*Task to complete*.
Could you quote the entire listing below word for word, leaving out the pictures?

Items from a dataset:
-- begin --
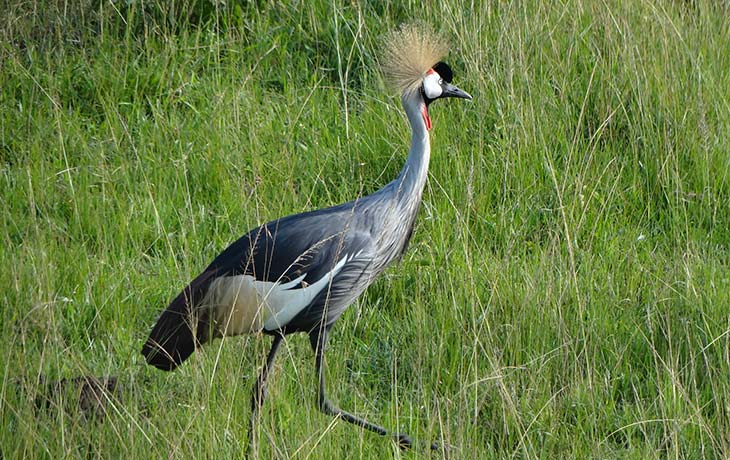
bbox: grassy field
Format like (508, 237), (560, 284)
(0, 0), (730, 459)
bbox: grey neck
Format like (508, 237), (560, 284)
(395, 91), (431, 202)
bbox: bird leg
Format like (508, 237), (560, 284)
(248, 334), (284, 448)
(309, 328), (413, 449)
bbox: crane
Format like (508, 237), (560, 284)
(142, 25), (471, 448)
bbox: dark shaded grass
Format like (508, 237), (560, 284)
(0, 1), (730, 458)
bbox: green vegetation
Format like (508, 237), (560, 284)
(0, 0), (730, 459)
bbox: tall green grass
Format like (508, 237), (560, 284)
(0, 0), (730, 459)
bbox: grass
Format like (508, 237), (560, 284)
(0, 0), (730, 459)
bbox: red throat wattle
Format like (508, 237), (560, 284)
(421, 104), (431, 131)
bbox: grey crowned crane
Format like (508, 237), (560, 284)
(142, 26), (471, 447)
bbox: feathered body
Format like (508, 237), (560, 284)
(142, 26), (470, 410)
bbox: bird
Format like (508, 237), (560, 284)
(142, 24), (472, 448)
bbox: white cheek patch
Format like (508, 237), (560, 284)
(423, 72), (444, 99)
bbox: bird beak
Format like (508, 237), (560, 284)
(441, 83), (471, 100)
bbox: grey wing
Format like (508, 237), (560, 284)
(285, 234), (377, 332)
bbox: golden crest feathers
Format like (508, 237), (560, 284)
(381, 24), (448, 92)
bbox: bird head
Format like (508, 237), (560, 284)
(382, 24), (471, 129)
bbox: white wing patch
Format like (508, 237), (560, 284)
(256, 256), (349, 331)
(198, 253), (348, 336)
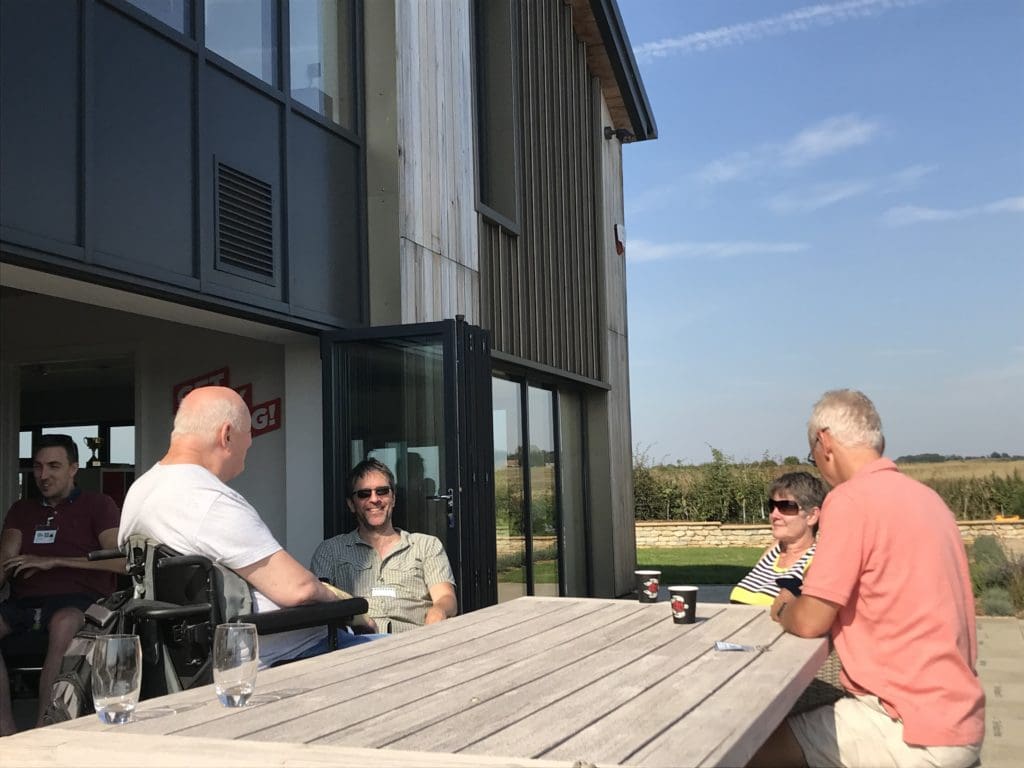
-- end --
*Right answer*.
bbox: grassy field
Format like (508, 237), (560, 284)
(0, 0), (730, 459)
bbox: grey neck
Format like (508, 237), (560, 284)
(395, 91), (431, 202)
bbox: bird leg
Format like (508, 237), (560, 284)
(248, 334), (284, 448)
(309, 328), (413, 449)
bbox: crane
Format like (508, 237), (560, 284)
(142, 25), (471, 448)
bbox: dark shaded grass
Format like (508, 237), (560, 284)
(0, 1), (730, 458)
bbox: green vegetation
Format like (508, 237), (560, 284)
(0, 0), (730, 459)
bbox: tall green grass
Format like (508, 237), (560, 284)
(0, 0), (730, 459)
bbox: grass
Format like (508, 237), (560, 284)
(0, 0), (730, 459)
bbox: red throat wattle
Format like (508, 237), (560, 284)
(421, 104), (431, 131)
bbox: grey crowned crane
Format like (508, 237), (560, 284)
(142, 26), (471, 447)
bbox: feathered body
Format like (508, 237), (560, 284)
(142, 26), (470, 410)
bbox: bird
Format like (508, 237), (560, 284)
(142, 24), (472, 448)
bbox: white cheek patch
Format like (508, 237), (560, 284)
(423, 72), (444, 99)
bbox: bird beak
Format like (508, 237), (560, 284)
(441, 83), (471, 100)
bbox: grey wing
Format like (508, 237), (560, 284)
(285, 234), (377, 332)
bbox: golden crest feathers
Format like (508, 237), (560, 284)
(381, 24), (448, 92)
bbox: bird head
Format like (508, 237), (560, 284)
(382, 24), (471, 129)
bbox: white wing patch
Format like (508, 237), (560, 284)
(256, 256), (349, 331)
(198, 253), (348, 336)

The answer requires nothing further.